** start Dataset excerpts **

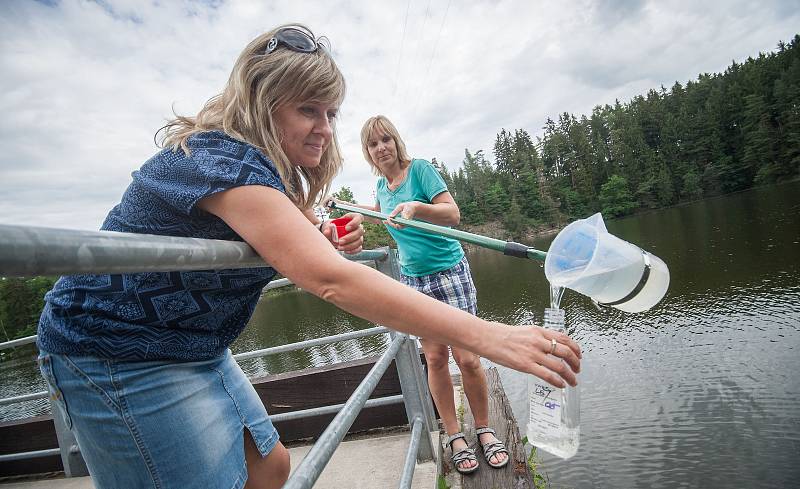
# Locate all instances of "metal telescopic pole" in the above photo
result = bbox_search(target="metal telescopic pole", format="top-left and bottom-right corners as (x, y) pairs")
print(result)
(329, 201), (547, 261)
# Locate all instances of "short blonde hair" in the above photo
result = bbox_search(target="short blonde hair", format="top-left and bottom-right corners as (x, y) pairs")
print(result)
(361, 115), (411, 177)
(161, 24), (345, 209)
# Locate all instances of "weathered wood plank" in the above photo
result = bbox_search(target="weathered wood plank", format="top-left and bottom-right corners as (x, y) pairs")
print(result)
(440, 367), (534, 489)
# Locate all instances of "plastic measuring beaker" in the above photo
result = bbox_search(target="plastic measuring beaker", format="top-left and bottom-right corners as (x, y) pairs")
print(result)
(544, 212), (669, 312)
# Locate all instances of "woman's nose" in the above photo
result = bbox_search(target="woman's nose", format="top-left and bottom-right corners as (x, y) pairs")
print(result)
(315, 116), (333, 137)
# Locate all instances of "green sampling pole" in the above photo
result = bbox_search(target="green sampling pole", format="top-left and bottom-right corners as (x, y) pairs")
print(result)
(328, 201), (547, 261)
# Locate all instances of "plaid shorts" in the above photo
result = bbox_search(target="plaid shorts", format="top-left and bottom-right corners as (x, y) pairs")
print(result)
(400, 256), (478, 314)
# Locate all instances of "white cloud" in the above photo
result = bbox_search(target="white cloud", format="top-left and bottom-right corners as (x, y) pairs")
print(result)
(0, 0), (800, 229)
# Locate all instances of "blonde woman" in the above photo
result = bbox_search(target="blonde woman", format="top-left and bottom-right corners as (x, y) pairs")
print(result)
(38, 25), (580, 488)
(346, 115), (509, 474)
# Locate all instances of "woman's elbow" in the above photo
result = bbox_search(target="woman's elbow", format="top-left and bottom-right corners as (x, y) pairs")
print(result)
(448, 207), (461, 226)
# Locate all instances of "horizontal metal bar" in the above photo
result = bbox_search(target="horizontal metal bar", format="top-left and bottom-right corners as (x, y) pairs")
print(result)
(0, 335), (37, 350)
(233, 326), (391, 360)
(0, 391), (49, 406)
(0, 448), (61, 463)
(283, 334), (408, 489)
(269, 394), (404, 422)
(261, 278), (294, 288)
(397, 418), (423, 489)
(0, 224), (387, 277)
(0, 326), (391, 406)
(0, 225), (267, 276)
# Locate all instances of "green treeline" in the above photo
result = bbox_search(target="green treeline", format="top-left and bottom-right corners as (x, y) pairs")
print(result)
(0, 35), (800, 341)
(0, 277), (56, 342)
(434, 35), (800, 236)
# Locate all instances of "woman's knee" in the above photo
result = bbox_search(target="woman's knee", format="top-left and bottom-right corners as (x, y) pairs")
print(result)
(453, 351), (483, 374)
(423, 345), (450, 370)
(245, 434), (291, 489)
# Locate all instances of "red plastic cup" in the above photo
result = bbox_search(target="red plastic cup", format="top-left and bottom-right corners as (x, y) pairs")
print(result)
(331, 217), (353, 243)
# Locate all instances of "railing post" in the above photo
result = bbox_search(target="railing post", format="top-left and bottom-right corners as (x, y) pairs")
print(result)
(50, 400), (89, 477)
(376, 249), (438, 462)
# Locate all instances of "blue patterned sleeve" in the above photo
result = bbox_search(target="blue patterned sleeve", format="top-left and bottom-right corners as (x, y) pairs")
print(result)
(133, 132), (285, 215)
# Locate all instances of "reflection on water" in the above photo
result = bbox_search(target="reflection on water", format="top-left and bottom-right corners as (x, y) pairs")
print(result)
(488, 183), (800, 487)
(0, 183), (800, 488)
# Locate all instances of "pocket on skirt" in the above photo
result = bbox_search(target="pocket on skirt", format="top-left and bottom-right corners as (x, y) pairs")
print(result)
(38, 353), (72, 430)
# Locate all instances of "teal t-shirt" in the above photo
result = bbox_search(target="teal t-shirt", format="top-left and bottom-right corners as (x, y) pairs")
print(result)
(376, 160), (464, 277)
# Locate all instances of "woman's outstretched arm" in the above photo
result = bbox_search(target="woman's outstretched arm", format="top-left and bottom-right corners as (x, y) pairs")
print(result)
(200, 185), (581, 387)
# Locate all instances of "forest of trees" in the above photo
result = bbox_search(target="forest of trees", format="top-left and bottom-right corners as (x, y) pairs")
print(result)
(418, 35), (800, 237)
(0, 35), (800, 341)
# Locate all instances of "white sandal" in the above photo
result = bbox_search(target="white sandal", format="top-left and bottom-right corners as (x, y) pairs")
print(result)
(475, 428), (511, 469)
(447, 431), (478, 474)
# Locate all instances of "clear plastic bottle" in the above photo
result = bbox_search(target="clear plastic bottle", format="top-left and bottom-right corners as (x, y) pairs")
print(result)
(527, 307), (581, 459)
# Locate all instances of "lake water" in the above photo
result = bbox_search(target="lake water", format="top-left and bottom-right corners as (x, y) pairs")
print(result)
(0, 182), (800, 488)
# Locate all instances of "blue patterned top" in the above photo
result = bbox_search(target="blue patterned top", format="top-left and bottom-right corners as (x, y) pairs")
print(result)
(37, 131), (285, 360)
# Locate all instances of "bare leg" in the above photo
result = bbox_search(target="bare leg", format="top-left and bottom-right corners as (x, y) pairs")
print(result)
(420, 339), (477, 469)
(244, 430), (291, 489)
(453, 348), (508, 464)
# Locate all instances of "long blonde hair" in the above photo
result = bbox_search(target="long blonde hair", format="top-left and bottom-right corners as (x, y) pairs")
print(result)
(157, 24), (345, 209)
(361, 115), (411, 177)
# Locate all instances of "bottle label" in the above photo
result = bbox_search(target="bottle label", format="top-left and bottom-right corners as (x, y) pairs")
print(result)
(528, 377), (562, 436)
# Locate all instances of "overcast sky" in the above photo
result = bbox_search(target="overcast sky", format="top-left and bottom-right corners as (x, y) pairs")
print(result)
(0, 0), (800, 229)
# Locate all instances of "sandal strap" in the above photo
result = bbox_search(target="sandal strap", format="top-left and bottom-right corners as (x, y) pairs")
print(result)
(483, 441), (509, 460)
(450, 448), (478, 465)
(447, 431), (467, 448)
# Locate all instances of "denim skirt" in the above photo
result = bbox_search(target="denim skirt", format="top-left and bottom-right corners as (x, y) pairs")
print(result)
(39, 350), (278, 489)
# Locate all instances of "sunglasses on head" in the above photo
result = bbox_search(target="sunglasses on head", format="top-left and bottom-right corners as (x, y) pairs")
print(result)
(264, 27), (327, 54)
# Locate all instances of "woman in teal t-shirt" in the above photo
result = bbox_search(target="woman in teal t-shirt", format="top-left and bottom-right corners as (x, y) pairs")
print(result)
(350, 115), (509, 473)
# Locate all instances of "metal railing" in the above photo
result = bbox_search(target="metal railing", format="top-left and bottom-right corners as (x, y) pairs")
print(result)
(0, 225), (436, 489)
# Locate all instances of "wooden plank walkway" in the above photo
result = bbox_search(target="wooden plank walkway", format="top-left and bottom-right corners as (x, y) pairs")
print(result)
(438, 367), (534, 489)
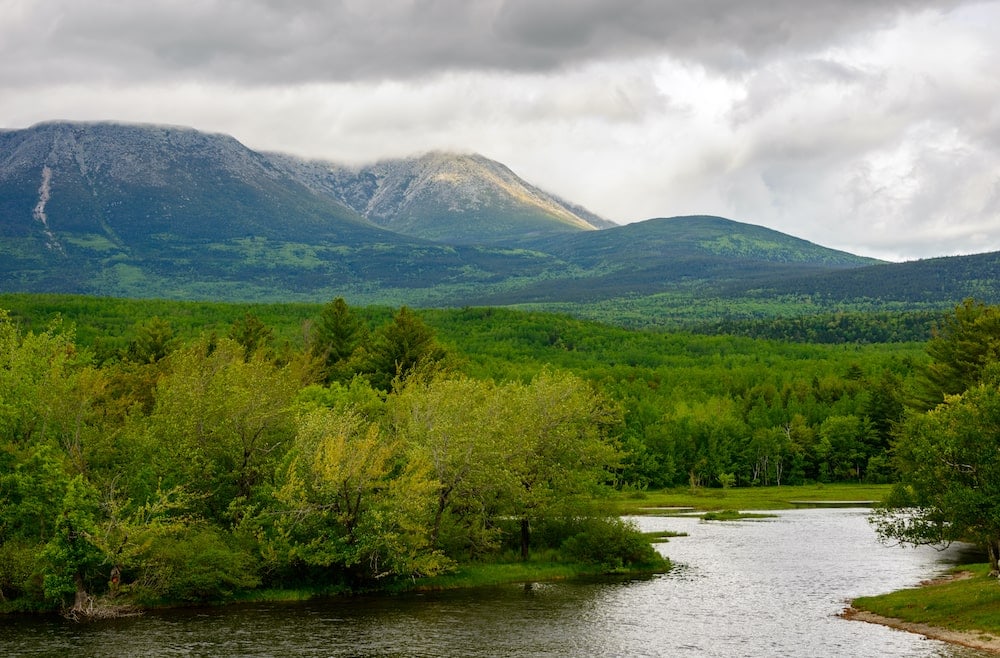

** end Dataset excerpts **

• [What this task involves]
Please arrange every line of the items above as a numbered list, skipping blank lines and leaving the pictures out.

• [Response]
1. # Locate all instances of "metal telescopic pole" in the above photo
2. result = bbox_search(target="metal telescopic pole", format="top-left and bottom-right corners as (x, y) pairs")
3. print(result)
4. (329, 201), (547, 261)
5. # Locate all instances of "short blonde hair" in the above photo
6. result = bbox_search(target="short blonde hair", format="top-left and bottom-right corners as (x, y) pairs")
7. print(result)
8. (361, 115), (411, 177)
9. (161, 24), (345, 209)
10. # Locate all instances of "weathered wood plank" in the above photo
11. result = bbox_search(target="weathered wood plank", format="top-left and bottom-right corners as (x, y) pairs")
12. print(result)
13. (440, 367), (534, 489)
14. # Locate all instances of "plastic measuring beaker" in the above photo
15. result = bbox_search(target="plastic measuring beaker", format="top-left and bottom-right corners as (x, y) pairs")
16. print(result)
17. (544, 212), (669, 312)
18. # Locate all instances of "woman's nose" in the above photo
19. result = bbox_search(target="woman's nose", format="top-left and bottom-right corners as (x, y) pairs")
20. print(result)
21. (315, 116), (333, 137)
22. # Locate all instances of "green sampling pole" in the above photo
23. result = bbox_search(target="green sampling pole", format="top-left and bottom-right corners as (x, y) pairs")
24. print(result)
25. (328, 201), (547, 261)
26. # Locate all instances of "plaid shorts" in the above photo
27. result = bbox_search(target="plaid shorts", format="top-left and bottom-right corners as (x, y) pairs")
28. print(result)
29. (400, 256), (478, 314)
30. # Locate all instances of "white cloud" in the above photo
31. result = bbox_search(target="white cloud", format="top-left and bottom-right corners as (x, y) pairs")
32. print(result)
33. (0, 0), (800, 229)
34. # Locate all instances of "blonde woman" in the above photo
35. result = bbox_search(target="blonde woman", format="top-left and bottom-right corners as (x, y) pairs")
36. print(result)
37. (38, 25), (580, 488)
38. (346, 115), (509, 474)
39. # Locate all instances of "woman's elbow" in the above photo
40. result = bbox_search(target="woman's elbow", format="top-left and bottom-right corners as (x, y) pairs")
41. print(result)
42. (448, 207), (461, 226)
43. # Locate all instances of "horizontal metal bar" in the above photo
44. result = bbox_search(target="horizontal metal bar", format="top-left and bottom-right corners as (x, y) pairs")
45. print(result)
46. (0, 335), (37, 350)
47. (233, 326), (391, 360)
48. (0, 391), (49, 406)
49. (0, 448), (61, 463)
50. (283, 334), (408, 489)
51. (269, 394), (404, 422)
52. (261, 278), (294, 288)
53. (397, 418), (423, 489)
54. (0, 224), (387, 277)
55. (0, 326), (391, 406)
56. (0, 225), (267, 276)
57. # Locate all instances of "green treeline" in the above photo
58. result = bbox_search(target="green treeline", format="top-left and bottom-right corners as (x, y) pairs")
59. print(result)
60. (0, 35), (800, 341)
61. (0, 277), (56, 342)
62. (434, 35), (800, 236)
63. # Locate all instances of "woman's knee" in the above photo
64. result = bbox_search(target="woman's knee", format="top-left and bottom-right corners as (x, y) pairs")
65. print(result)
66. (453, 351), (483, 374)
67. (423, 345), (450, 370)
68. (245, 434), (291, 489)
69. # Locate all instances of "red plastic cup" in the above photo
70. result = bbox_search(target="red plastic cup", format="top-left and bottom-right corners as (x, y) pairs")
71. print(result)
72. (331, 217), (353, 243)
73. # Locate all instances of "railing post" in the above photo
74. result = bbox_search(target="railing post", format="top-left and bottom-right corners as (x, y) pairs")
75. print(result)
76. (50, 400), (89, 477)
77. (376, 249), (438, 462)
78. # Locate all instances of "blue patterned sleeve" in the above photo
79. result = bbox_search(target="blue patterned sleeve", format="top-left and bottom-right corners as (x, y) pairs")
80. print(result)
81. (133, 132), (285, 215)
82. # Locate all instances of "reflection on water" in the above photo
83. result = bbox_search(target="reflection on water", format="top-left and bottom-right corners as (x, y) pairs")
84. print(result)
85. (488, 183), (800, 487)
86. (0, 183), (800, 488)
87. # Locate all instances of "pocket on skirt" in the above photo
88. result = bbox_search(target="pocket on skirt", format="top-left and bottom-right corners as (x, y) pairs")
89. print(result)
90. (38, 353), (72, 430)
91. # Locate all instances of "teal t-shirt" in the above photo
92. result = bbox_search(target="teal t-shirt", format="top-left and bottom-right corners as (x, y) pairs")
93. print(result)
94. (376, 160), (464, 277)
95. # Locate all instances of "woman's outstretched arm" in the above photo
96. result = bbox_search(target="woman's outstretched arm", format="top-left and bottom-right corners as (x, y) pairs")
97. print(result)
98. (200, 185), (581, 387)
99. # Locate all instances of "forest of trees" in the above photo
100. result = bbox_search(target="forest of trees", format="top-left and bottom-right corners as (x, y) pairs")
101. print(result)
102. (418, 35), (800, 237)
103. (0, 35), (800, 341)
104. # Locate all instances of "white sandal" in the above photo
105. result = bbox_search(target="white sandal", format="top-left and bottom-right corners as (x, y) pairs")
106. print(result)
107. (475, 428), (511, 469)
108. (447, 431), (478, 474)
109. # Locate all instances of "clear plastic bottle" in the above photo
110. result = bbox_search(target="clear plastic bottle", format="top-left and bottom-right corners as (x, y) pairs")
111. print(result)
112. (527, 307), (581, 459)
113. # Locate all instances of "lake water" in the above photo
114. result = bbox_search(target="lake water", format="top-left and bottom-right corners as (x, y) pairs")
115. print(result)
116. (0, 182), (800, 488)
117. # Locate all instances of "blue patterned top" in the above photo
118. result = bbox_search(target="blue patterned top", format="top-left and bottom-right corners as (x, y) pairs")
119. print(result)
120. (37, 131), (285, 360)
121. # Locate all instances of "bare leg" in the above photo
122. result = bbox_search(target="bare leg", format="top-left and bottom-right corners as (x, y) pairs")
123. print(result)
124. (420, 339), (477, 469)
125. (244, 430), (291, 489)
126. (453, 348), (508, 464)
127. # Locate all instances of "long blonde hair" in the above photo
128. result = bbox_search(target="long blonde hair", format="top-left and bottom-right corners as (x, y) pairs")
129. print(result)
130. (157, 24), (345, 209)
131. (361, 115), (411, 177)
132. # Locate all instances of "bottle label" in the above photo
133. result = bbox_search(target="bottle label", format="top-left and bottom-right corners as (x, y) pairs")
134. print(result)
135. (528, 377), (562, 436)
136. # Locate all instances of "overcast sky" in the above photo
137. result = bbox_search(target="overcast sky", format="top-left and bottom-right corners as (x, y) pairs")
138. print(result)
139. (0, 0), (800, 229)
140. # Locate all instances of "sandal strap" in the above photo
141. result = bbox_search(target="sandal strap", format="top-left and bottom-right corners as (x, y) pairs")
142. print(result)
143. (483, 441), (509, 460)
144. (450, 448), (478, 465)
145. (447, 431), (467, 448)
146. # Locate all instances of "denim skirt" in the above photo
147. result = bbox_search(target="denim skirt", format="top-left and bottom-right corners as (x, y) pairs")
148. print(result)
149. (39, 350), (278, 489)
150. # Locate all instances of "sunglasses on head" in the above photo
151. result = bbox_search(target="sunglasses on head", format="top-left and bottom-right corners as (x, y) pairs")
152. print(result)
153. (264, 27), (327, 54)
154. # Locate all instances of "woman in teal t-shirt" in the above photo
155. result = bbox_search(target="woman in teal t-shirt", format="top-left and bottom-right corners as (x, y) pairs")
156. print(result)
157. (350, 115), (509, 473)
158. # Locate all instances of "metal railing" in the above photo
159. result = bbox_search(target="metal railing", format="top-left and bottom-right corners as (x, y) pairs")
160. print(result)
161. (0, 225), (436, 489)
162. # Locate all instances of "wooden plank walkway" in the above photo
163. result = bbox_search(target="wooden plank walkway", format="top-left and bottom-right corners as (x, y) pairs")
164. print(result)
165. (438, 367), (534, 489)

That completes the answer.